• _TASK_
Exact repetition of every record is required.

╭─ AVAILABLE DATA

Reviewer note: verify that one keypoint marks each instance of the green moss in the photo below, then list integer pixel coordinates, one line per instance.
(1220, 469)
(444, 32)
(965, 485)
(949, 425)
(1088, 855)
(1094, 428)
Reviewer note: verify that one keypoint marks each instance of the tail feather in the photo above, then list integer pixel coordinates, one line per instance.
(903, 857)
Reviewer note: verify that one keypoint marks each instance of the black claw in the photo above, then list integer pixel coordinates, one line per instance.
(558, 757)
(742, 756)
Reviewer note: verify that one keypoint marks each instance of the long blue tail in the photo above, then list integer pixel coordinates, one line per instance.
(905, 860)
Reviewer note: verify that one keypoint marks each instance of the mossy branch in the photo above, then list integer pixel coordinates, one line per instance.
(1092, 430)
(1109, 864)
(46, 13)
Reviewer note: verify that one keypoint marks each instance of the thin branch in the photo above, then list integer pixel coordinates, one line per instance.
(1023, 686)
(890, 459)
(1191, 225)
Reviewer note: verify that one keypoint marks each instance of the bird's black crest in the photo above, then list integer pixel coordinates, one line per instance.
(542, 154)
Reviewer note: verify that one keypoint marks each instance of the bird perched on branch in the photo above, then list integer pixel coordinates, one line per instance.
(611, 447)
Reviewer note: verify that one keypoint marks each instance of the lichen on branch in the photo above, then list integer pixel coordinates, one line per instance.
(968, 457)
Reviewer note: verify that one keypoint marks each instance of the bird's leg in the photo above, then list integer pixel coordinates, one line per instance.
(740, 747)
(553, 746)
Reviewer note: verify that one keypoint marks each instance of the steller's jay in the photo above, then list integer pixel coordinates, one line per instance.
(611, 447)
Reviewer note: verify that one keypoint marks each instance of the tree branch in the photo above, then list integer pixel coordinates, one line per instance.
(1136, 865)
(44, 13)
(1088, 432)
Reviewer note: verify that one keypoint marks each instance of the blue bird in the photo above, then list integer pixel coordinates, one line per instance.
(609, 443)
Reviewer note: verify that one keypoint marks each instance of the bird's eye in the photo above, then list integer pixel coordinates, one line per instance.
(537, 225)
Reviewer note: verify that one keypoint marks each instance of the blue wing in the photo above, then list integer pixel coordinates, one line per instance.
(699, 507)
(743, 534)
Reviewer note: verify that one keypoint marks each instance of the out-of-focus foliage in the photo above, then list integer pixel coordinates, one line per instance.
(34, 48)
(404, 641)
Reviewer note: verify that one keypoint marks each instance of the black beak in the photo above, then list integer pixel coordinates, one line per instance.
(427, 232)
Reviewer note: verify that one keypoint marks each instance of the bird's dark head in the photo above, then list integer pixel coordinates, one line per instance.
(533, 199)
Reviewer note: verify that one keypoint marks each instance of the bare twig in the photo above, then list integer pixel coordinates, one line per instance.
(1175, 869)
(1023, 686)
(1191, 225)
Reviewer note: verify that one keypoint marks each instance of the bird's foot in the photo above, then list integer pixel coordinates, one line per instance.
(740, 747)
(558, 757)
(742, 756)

╰─

• _TASK SOLUTION_
Reviewer note: verify that one keypoint marks each instance of the green moss in the photo below, then list integer pixel coordinates, one line per instance.
(1220, 469)
(444, 32)
(965, 485)
(949, 425)
(1088, 855)
(1094, 428)
Reviewer note: verify that one keypoint marks each instance of the tail feather in the photo above, then list integer pixel coordinates, one line per instance.
(903, 857)
Reviewer note: verify that one keypoint marks each instance of the black claw in the photo above, then list integer pixel coordinates, one line per instance.
(558, 757)
(742, 756)
Reviewer note: verify that one keypoint marks each instance of the long blue tail in the photo above, then list integer pixel coordinates, one line per instance.
(905, 860)
Reviewer note: verify that one keypoint marks each instance of the mossy branch in the photo above, then list integer pixel coordinates, one line per instance.
(1092, 430)
(1109, 864)
(46, 13)
Reviewer note: verify that one keypoint marks each instance of the thin branch in the photo above, then list integer pixel coordinates, one line per instance.
(1023, 686)
(890, 459)
(1191, 225)
Reviewer note: verify that one keypoint marks each instance of the bird's black crest in the photo above, then list integer pixel coordinates, one line per instance.
(542, 154)
Reviewer note: verify that one keypoint marks each instance of the bird perched on branch in the photo above, then list integer pixel coordinates, one line per instance.
(611, 447)
Reviewer note: verify that one keypoint marks each instance of the lichen on branch in the photo above, then list integer pixel coordinates, one line per instance.
(968, 457)
Reviewer note: verify that one keypoint marks each instance of the bird's leg in the photo above, then list integer pixel coordinates, one line per instance.
(740, 747)
(553, 746)
Reviewer note: verify that one keypoint marks each instance of the steller's jay in the photo above, then list integer pixel coordinates, one line per instance.
(611, 447)
Reviewer note: verify that one keypoint marks each instance of the tree branch in the photo above, then list integer pixel coordinates, one line per instance.
(1136, 865)
(44, 13)
(1088, 432)
Reviewer note: verify that one keypoint marks each instance of the blue bird in the photo above, then list integer pixel coordinates, one line per instance.
(609, 443)
Reviewer note: verify that one keypoint marks each instance of the bird's eye in the photo above, then list integer pixel coordinates, one line per instance.
(537, 225)
Reviewer note: verify that one keypoint marks each instance of the blue wing in the photo above, then list integer pixel coordinates, one line per instance.
(699, 507)
(743, 534)
Reviewer note: verify that one keypoint marks each instance of the out-of-focus foliage in the photo above, then list integer pixel coordinates, one line per instance.
(34, 48)
(404, 641)
Reviewer note: verify that one keypoint marks each instance of the black beak in the photo above, then list integer pixel coordinates, one line per instance.
(427, 232)
Reviewer note: verify that one keypoint marks each instance of the bird's dark head in the photo above, then list integer pixel coordinates, one line per instance.
(533, 199)
Reviewer note: verify that one keypoint marks each instance of the bare twig in the photo above, then list integer pixel coordinates, one line per instance.
(1175, 869)
(1023, 686)
(1191, 225)
Reviewer note: verify that one keypoint marks each instance of the bird's foot in the photo above, then list integer pixel coordinates, one line per instance.
(740, 747)
(558, 757)
(742, 756)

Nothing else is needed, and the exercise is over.